- **PAGE EXCERPT**:
━━━━━━━━━━

For Essex, the need to salvage something is even more acute than their opponents. Unlike Warwickshire, who lead the AXA Sunday League, they are in grave danger of taking nothing from a season which, promising great riches by the half-way stage - when they headed both Championship and Sunday League - now threatens to be remembered for little more than the retirement of Graham Gooch.
Apart from their hairline win over Glamorgan in the semi-finals, they have failed to win a game in any shape or form during August. It is a record that, despite yesterday's win against Lancashire in the Championship, does not bode well against a confident team who have twice thrashed them in the preceding week and whose one-day cricket is back to its functional best.
With the club captain, Tim Munton, as well as his deputy, Nick Knight, missing much of the season through injury, Warwickshire have, under the leadership of Neil Smith (a specialist one-day captain long before the Aussies dreamed up the wheeze), rekindled the spirit, if not quite the zany adventure, of the Dermot Reeve years. These days they stick to the basics, and do them well, a bits-and-pieces team bound together by the menacing presence of Allan Donald, probably the world's fastest bowler.
Donald, who tends to bowl the majority of his overs in the middle of the innings, when batsmen are looking to accelerate, is the obstacle Essex have to circumvent without losing too many casualties.
And yet where Donald really scores is when he does not even have the ball in his hand - often just the threat of him is usually enough to persuade teams to take irrational risks against the likes of Dougie Brown, Graham Welch and Gladstone Small.
Unlike their Essex counterparts Mark Ilott and Ashley Cowan, who tend to attack, the trio adopt an unwavering discipline towards their early spells. In order to avoid the trap so many fall into, Paul Prichard's team must take every precaution to not be four down by the time the South African comes on.
Mind you, with Stuart Law, Essex's shot-playing Australian, set to open the innings, Donald may be persuaded to take the new ball. Law, who missed last year's final through international commitments, has been so dominant in the Essex batting line-up that his early departure would be certain to affect morale.

━━━━━━━━━━

- **EXERCISE TASK**: Copy the stretch of the cricket preview from "Apart from their" through "world's fastest bowler." word for word.

Part of a data file:
━━━━━━━━━━

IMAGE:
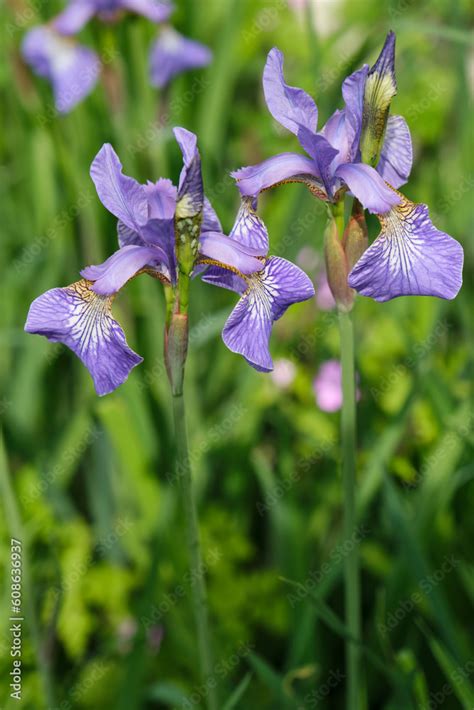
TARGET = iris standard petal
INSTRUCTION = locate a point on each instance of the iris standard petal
(410, 257)
(335, 132)
(73, 18)
(380, 88)
(396, 157)
(154, 10)
(285, 167)
(248, 229)
(190, 190)
(290, 106)
(123, 196)
(82, 320)
(353, 89)
(127, 236)
(114, 272)
(370, 189)
(322, 154)
(173, 54)
(161, 196)
(269, 294)
(225, 250)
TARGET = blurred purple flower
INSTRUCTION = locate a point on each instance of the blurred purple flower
(266, 291)
(79, 12)
(72, 69)
(327, 386)
(284, 373)
(410, 256)
(173, 54)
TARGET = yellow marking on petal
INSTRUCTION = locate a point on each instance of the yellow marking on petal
(379, 92)
(185, 207)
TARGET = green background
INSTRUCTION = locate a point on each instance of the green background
(86, 483)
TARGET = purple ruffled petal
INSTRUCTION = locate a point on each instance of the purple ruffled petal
(248, 229)
(353, 89)
(268, 296)
(73, 18)
(323, 155)
(335, 132)
(154, 10)
(285, 167)
(123, 196)
(370, 189)
(72, 69)
(82, 320)
(159, 230)
(162, 196)
(396, 157)
(410, 257)
(190, 190)
(290, 106)
(217, 276)
(114, 272)
(127, 236)
(210, 220)
(225, 250)
(173, 54)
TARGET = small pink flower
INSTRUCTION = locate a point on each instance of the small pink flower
(283, 373)
(327, 386)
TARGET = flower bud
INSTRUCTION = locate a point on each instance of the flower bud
(355, 240)
(176, 348)
(337, 268)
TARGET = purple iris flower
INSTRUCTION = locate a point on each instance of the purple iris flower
(265, 294)
(173, 54)
(80, 315)
(72, 69)
(332, 165)
(410, 256)
(79, 12)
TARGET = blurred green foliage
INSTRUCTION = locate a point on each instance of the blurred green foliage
(87, 484)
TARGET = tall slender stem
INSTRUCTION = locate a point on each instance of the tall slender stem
(351, 562)
(197, 570)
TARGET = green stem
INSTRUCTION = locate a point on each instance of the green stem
(351, 562)
(197, 571)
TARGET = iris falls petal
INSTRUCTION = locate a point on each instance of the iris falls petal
(248, 229)
(119, 268)
(269, 294)
(82, 320)
(410, 257)
(369, 188)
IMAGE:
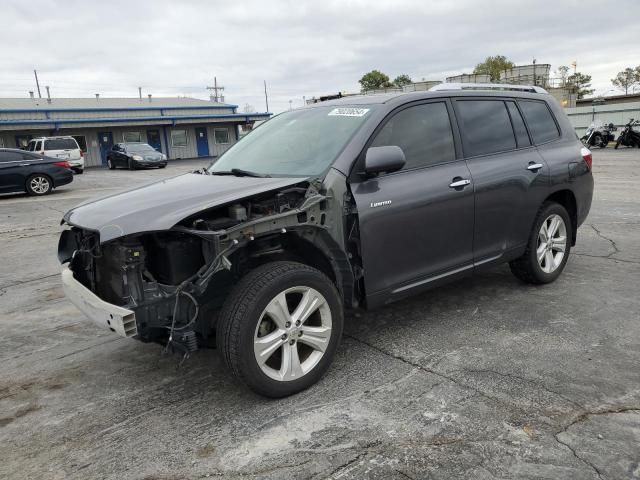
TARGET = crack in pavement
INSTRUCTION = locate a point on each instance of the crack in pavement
(612, 242)
(527, 380)
(582, 417)
(607, 257)
(433, 372)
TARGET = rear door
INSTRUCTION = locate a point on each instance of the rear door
(416, 225)
(13, 171)
(510, 177)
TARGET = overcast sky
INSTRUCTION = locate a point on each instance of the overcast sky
(301, 48)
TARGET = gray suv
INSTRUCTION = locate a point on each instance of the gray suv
(343, 205)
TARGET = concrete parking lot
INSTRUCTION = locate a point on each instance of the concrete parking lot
(486, 378)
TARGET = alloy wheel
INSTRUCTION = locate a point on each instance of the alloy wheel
(293, 333)
(40, 185)
(552, 243)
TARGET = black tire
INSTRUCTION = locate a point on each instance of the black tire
(242, 310)
(39, 184)
(527, 268)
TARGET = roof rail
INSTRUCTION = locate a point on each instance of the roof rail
(487, 86)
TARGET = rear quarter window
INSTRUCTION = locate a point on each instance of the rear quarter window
(542, 125)
(486, 127)
(60, 144)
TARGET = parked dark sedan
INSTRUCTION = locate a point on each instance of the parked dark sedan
(29, 172)
(135, 155)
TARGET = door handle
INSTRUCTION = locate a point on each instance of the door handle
(459, 183)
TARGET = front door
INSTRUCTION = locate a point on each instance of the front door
(153, 139)
(416, 225)
(22, 141)
(202, 142)
(105, 140)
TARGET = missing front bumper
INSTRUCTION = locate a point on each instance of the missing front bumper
(106, 315)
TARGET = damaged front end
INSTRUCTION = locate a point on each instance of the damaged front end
(167, 286)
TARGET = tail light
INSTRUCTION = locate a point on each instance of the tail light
(586, 156)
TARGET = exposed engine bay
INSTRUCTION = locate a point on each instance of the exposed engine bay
(176, 280)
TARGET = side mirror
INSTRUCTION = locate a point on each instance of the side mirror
(383, 159)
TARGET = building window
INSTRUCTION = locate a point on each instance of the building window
(221, 135)
(128, 137)
(82, 142)
(179, 138)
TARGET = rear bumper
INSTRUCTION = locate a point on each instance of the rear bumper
(149, 164)
(62, 178)
(77, 163)
(106, 315)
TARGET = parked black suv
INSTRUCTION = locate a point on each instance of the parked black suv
(347, 204)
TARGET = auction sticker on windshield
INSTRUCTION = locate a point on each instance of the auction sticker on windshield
(349, 112)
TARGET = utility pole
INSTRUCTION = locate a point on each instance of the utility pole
(37, 84)
(215, 97)
(266, 99)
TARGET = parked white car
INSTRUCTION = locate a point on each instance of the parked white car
(64, 148)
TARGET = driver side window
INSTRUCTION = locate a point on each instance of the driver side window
(424, 134)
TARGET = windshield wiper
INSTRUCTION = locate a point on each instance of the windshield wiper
(238, 172)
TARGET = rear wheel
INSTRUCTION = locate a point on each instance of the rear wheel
(279, 328)
(39, 184)
(548, 248)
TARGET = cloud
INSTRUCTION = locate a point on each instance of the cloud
(300, 48)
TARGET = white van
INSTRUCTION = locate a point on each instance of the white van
(65, 148)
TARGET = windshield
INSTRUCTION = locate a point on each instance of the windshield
(139, 147)
(60, 144)
(297, 143)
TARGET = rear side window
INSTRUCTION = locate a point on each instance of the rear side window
(522, 137)
(423, 132)
(60, 144)
(10, 157)
(486, 127)
(541, 124)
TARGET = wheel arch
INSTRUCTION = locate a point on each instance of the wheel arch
(312, 246)
(567, 199)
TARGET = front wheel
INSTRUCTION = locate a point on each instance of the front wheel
(39, 184)
(280, 327)
(548, 248)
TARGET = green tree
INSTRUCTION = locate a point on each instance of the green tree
(627, 78)
(402, 80)
(373, 80)
(581, 83)
(492, 66)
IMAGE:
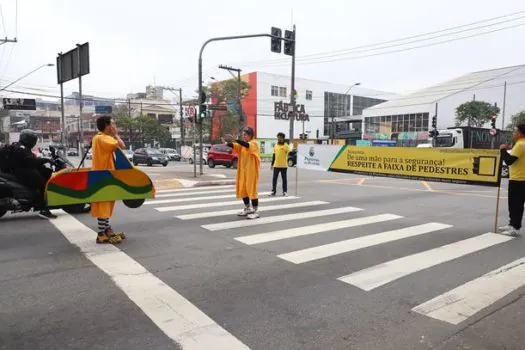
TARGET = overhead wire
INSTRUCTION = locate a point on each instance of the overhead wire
(357, 48)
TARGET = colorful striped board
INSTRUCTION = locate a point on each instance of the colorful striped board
(126, 182)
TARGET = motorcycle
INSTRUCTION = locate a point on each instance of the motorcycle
(17, 198)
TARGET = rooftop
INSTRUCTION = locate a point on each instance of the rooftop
(437, 92)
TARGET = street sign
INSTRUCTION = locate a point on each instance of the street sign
(191, 111)
(73, 63)
(25, 104)
(218, 108)
(103, 109)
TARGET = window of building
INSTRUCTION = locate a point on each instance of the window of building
(361, 103)
(309, 95)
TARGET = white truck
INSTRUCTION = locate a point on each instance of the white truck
(471, 137)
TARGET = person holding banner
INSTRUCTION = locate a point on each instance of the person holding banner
(516, 192)
(280, 164)
(247, 171)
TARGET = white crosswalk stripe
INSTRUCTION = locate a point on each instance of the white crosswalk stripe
(381, 274)
(205, 198)
(453, 307)
(195, 189)
(261, 209)
(279, 218)
(188, 194)
(312, 229)
(465, 301)
(327, 250)
(220, 204)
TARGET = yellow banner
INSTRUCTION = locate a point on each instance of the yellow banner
(463, 166)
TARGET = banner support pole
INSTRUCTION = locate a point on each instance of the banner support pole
(296, 172)
(497, 209)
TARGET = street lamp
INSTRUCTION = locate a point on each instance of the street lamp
(23, 76)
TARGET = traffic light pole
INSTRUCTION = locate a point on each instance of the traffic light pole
(292, 96)
(200, 81)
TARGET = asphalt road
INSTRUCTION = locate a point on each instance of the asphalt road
(345, 263)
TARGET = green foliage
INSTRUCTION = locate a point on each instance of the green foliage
(478, 112)
(516, 119)
(224, 93)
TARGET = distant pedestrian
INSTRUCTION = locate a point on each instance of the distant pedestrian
(280, 164)
(248, 165)
(516, 192)
(103, 146)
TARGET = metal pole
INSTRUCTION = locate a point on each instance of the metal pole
(292, 95)
(181, 122)
(81, 101)
(200, 121)
(81, 127)
(200, 70)
(63, 136)
(504, 104)
(241, 118)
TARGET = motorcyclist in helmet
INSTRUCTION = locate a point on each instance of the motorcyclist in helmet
(30, 170)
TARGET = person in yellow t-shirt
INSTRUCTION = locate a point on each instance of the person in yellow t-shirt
(248, 165)
(102, 147)
(280, 164)
(516, 192)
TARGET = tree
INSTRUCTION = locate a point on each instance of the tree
(478, 112)
(225, 93)
(516, 119)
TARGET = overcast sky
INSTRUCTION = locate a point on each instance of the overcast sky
(135, 43)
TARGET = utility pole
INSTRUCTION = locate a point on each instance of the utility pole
(81, 129)
(6, 40)
(239, 88)
(292, 83)
(504, 104)
(181, 122)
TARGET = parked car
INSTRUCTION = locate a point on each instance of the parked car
(128, 154)
(222, 155)
(72, 152)
(292, 157)
(171, 153)
(149, 156)
(204, 158)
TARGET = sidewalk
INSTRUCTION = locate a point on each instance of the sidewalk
(186, 179)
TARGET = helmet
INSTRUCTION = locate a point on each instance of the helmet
(28, 138)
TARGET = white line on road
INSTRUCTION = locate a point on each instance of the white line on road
(221, 204)
(468, 299)
(261, 209)
(171, 312)
(178, 200)
(196, 189)
(186, 194)
(350, 245)
(389, 271)
(278, 218)
(312, 229)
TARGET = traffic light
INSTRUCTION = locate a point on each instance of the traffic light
(475, 165)
(493, 121)
(289, 46)
(276, 42)
(202, 111)
(433, 133)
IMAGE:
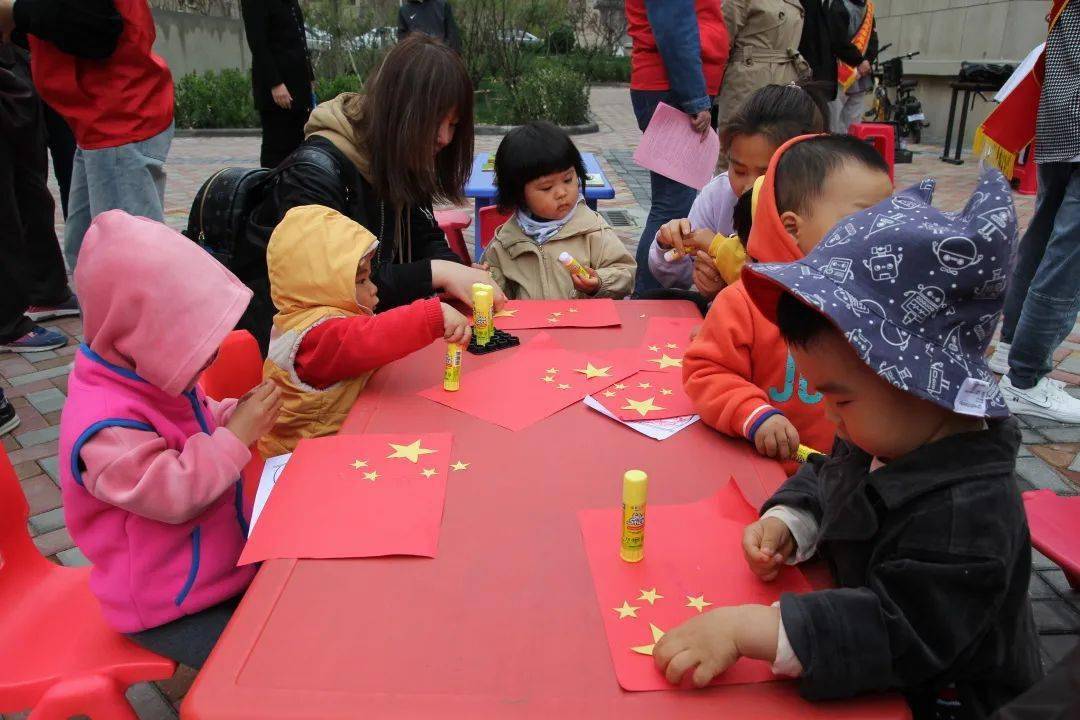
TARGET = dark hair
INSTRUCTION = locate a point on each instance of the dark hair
(798, 323)
(804, 167)
(530, 151)
(780, 112)
(418, 84)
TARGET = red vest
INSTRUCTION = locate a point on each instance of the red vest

━━━━━━━━━━

- **WRITTEN SOLUTION**:
Apart from their hairline win over Glamorgan in the semi-finals, they have failed to win a game in any shape or form during August. It is a record that, despite yesterday's win against Lancashire in the Championship, does not bode well against a confident team who have twice thrashed them in the preceding week and whose one-day cricket is back to its functional best.
With the club captain, Tim Munton, as well as his deputy, Nick Knight, missing much of the season through injury, Warwickshire have, under the leadership of Neil Smith (a specialist one-day captain long before the Aussies dreamed up the wheeze), rekindled the spirit, if not quite the zany adventure, of the Dermot Reeve years. These days they stick to the basics, and do them well, a bits-and-pieces team bound together by the menacing presence of Allan Donald, probably the world's fastest bowler.